Dataset excerpts:
"""

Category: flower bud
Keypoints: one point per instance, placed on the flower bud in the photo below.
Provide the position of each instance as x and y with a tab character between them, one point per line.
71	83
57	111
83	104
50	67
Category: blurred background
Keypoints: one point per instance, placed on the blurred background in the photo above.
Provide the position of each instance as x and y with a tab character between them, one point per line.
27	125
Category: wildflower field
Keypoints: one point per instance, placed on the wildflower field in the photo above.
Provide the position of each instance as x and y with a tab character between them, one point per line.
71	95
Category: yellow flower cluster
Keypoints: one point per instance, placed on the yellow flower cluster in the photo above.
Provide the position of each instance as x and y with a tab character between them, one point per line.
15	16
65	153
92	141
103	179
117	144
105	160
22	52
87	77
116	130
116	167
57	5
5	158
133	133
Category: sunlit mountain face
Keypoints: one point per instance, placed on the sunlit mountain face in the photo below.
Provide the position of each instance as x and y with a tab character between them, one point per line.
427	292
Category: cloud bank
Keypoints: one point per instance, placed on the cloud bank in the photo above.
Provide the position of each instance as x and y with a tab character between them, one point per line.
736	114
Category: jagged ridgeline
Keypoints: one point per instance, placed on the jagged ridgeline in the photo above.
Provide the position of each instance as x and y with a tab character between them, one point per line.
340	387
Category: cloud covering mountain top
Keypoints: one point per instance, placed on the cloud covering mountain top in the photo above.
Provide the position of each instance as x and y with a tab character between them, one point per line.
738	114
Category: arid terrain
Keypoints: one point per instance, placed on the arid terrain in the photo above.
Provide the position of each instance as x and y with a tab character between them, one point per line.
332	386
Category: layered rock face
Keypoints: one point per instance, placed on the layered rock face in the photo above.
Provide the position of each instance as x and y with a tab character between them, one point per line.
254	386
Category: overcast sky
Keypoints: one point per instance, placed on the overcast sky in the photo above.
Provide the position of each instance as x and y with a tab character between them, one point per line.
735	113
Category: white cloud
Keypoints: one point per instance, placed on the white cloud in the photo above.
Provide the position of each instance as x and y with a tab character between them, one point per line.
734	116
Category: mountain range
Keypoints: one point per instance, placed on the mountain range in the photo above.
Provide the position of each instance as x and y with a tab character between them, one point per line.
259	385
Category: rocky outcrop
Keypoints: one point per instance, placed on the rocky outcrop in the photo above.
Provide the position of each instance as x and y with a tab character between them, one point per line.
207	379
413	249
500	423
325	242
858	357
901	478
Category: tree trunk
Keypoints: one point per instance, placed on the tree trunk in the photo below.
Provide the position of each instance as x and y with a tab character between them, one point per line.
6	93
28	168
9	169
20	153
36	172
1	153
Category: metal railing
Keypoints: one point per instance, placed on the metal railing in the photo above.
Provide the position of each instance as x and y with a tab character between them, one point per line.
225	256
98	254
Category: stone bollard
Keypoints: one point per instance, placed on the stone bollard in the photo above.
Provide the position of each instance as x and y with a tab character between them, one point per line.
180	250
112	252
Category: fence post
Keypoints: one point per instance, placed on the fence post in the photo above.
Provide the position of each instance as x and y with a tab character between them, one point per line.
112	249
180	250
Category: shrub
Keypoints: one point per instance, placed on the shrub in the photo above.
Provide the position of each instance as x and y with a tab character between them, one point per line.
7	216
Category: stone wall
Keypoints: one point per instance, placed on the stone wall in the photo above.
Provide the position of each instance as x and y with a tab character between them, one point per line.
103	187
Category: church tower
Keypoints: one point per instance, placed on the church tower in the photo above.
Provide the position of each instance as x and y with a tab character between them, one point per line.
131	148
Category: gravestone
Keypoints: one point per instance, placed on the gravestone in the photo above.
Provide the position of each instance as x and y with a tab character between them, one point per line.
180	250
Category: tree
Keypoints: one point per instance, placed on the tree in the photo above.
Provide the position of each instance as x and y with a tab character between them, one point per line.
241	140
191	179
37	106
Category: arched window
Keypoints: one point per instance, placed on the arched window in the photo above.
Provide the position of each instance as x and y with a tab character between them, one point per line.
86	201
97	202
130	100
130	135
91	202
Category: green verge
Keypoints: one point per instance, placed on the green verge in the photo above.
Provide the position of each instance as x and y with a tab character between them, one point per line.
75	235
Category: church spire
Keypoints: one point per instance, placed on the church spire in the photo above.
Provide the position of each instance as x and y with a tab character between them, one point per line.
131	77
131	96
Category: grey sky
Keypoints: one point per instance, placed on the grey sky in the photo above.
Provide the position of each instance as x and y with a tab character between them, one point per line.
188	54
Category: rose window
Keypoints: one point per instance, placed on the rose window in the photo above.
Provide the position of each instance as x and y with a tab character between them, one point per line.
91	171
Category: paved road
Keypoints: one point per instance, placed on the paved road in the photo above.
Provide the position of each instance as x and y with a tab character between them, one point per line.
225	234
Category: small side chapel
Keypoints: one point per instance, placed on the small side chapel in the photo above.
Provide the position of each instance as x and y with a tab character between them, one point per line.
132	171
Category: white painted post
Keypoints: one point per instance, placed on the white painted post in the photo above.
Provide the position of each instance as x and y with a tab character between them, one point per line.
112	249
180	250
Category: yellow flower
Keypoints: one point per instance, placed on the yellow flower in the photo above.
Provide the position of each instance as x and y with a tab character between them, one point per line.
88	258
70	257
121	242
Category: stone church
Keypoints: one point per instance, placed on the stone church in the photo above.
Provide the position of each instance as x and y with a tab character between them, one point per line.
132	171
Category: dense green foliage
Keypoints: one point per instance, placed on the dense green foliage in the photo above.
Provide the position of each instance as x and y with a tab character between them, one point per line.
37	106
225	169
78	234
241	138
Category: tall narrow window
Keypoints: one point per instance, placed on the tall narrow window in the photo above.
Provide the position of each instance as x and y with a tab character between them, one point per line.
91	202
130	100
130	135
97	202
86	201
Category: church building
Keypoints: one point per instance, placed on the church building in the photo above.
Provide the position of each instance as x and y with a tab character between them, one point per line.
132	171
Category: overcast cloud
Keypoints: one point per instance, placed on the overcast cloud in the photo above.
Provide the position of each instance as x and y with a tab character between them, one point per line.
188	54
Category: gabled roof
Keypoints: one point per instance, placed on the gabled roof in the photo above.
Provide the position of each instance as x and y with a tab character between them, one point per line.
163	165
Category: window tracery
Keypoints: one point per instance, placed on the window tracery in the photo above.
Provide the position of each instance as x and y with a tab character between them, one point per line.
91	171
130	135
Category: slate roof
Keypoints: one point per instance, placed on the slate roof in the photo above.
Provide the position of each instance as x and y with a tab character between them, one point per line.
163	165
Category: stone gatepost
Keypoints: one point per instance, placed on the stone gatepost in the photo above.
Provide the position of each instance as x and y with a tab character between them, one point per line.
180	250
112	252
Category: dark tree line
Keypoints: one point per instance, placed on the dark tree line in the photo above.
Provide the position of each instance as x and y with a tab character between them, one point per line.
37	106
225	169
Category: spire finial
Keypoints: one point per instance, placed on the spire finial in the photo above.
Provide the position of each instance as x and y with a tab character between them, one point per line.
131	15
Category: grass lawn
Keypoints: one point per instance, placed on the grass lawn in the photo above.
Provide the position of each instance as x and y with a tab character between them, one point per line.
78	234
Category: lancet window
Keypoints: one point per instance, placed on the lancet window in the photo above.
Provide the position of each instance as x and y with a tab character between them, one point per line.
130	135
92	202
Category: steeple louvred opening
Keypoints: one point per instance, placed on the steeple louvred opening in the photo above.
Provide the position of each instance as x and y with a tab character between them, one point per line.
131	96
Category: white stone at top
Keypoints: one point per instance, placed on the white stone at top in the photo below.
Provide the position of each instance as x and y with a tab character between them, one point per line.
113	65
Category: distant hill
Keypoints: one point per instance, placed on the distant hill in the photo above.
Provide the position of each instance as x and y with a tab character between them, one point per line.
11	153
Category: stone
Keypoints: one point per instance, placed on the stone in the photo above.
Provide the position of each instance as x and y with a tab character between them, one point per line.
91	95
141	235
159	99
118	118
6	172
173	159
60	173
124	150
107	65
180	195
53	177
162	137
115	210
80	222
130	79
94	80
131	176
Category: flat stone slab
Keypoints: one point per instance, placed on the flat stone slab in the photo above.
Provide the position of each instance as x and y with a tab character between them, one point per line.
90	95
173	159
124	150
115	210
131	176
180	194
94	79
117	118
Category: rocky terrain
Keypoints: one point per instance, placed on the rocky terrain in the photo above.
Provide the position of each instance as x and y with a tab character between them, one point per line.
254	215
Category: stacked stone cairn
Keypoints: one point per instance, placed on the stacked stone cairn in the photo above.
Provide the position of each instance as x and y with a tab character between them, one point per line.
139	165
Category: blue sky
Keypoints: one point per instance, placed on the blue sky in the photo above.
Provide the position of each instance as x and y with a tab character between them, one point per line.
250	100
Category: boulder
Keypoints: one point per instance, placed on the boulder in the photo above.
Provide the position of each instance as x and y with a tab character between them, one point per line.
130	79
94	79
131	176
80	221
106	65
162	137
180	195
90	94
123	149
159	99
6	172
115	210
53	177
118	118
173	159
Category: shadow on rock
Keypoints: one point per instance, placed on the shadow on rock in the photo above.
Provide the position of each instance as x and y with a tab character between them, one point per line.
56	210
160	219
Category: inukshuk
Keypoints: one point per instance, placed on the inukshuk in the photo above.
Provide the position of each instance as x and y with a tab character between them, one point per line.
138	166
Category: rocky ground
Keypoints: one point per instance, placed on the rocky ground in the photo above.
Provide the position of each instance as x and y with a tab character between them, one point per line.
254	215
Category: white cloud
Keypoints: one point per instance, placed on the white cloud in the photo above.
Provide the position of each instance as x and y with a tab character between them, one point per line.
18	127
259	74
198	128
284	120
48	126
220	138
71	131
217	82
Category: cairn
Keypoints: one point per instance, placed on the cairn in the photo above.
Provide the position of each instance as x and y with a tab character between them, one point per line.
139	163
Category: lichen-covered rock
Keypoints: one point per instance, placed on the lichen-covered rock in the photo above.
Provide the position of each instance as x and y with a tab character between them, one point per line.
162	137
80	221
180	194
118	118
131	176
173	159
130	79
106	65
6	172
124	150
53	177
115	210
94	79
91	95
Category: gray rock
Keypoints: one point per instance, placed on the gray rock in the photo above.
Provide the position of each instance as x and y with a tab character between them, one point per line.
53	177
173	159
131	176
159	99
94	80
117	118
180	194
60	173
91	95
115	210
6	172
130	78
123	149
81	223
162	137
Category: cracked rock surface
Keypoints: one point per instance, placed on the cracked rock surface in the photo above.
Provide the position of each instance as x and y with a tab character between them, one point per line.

"""

Task objective:
Starting at the line that contains "Category: cairn", print every line through the end of the listing, word for word. Leave out all the rest.

Exercise response:
Category: cairn
Keypoints: one point per instance, placed on the cairn in the photo above.
Provide the position of each instance as x and y with a tab character between them, one point per line.
139	163
Category: lichen-covered rock
Keypoints: one point per instance, placed on the lichen-covered rock in the photo above.
Provide the position of each instance as x and y with a tab character between them, one point per line.
162	137
80	221
180	194
118	118
131	176
173	159
130	79
106	65
6	172
124	150
53	177
115	210
94	79
91	95
Category: gray rock
Keypoints: one point per instance, placed on the gray rock in the photo above.
Provide the position of each instance as x and y with a tab character between them, one point per line.
53	177
173	159
131	176
159	99
94	80
117	118
180	194
60	173
91	95
115	210
6	172
130	78
123	149
81	223
162	137
Category: cracked rock surface
Keypoints: one point per instance, placed on the cracked rock surface in the photo above.
Provide the position of each instance as x and y with a tab character between them, one point per line.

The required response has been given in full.